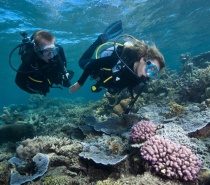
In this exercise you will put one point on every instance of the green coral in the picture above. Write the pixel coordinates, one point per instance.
(57, 180)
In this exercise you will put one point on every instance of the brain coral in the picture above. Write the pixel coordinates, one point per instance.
(142, 131)
(171, 160)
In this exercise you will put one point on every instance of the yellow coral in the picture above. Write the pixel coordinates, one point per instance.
(108, 182)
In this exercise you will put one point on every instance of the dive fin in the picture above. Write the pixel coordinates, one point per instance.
(112, 31)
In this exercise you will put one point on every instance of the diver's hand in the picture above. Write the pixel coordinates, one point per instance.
(74, 87)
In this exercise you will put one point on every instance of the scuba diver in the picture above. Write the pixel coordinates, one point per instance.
(121, 66)
(43, 64)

> **PROBLEM TO SOLVE**:
Reproduce exactly the lines from the one with "the dive fin" through the last line of the entries, keeping both of those lines and nothing else.

> **EXERCISE RESPONSE**:
In this exercise you will put one point on every instance of the dive fin in the picture above. Write the pixel coordinates, one point per instance.
(112, 31)
In this exercise you will put one point on every instance of the diver's hand in the picture above. Write the pixel coordinates, one point per instance.
(74, 87)
In this exercise you will put one point on every instance of the scuba diver in the picture above. Write the pixel coordinates, one point per instance.
(121, 66)
(43, 64)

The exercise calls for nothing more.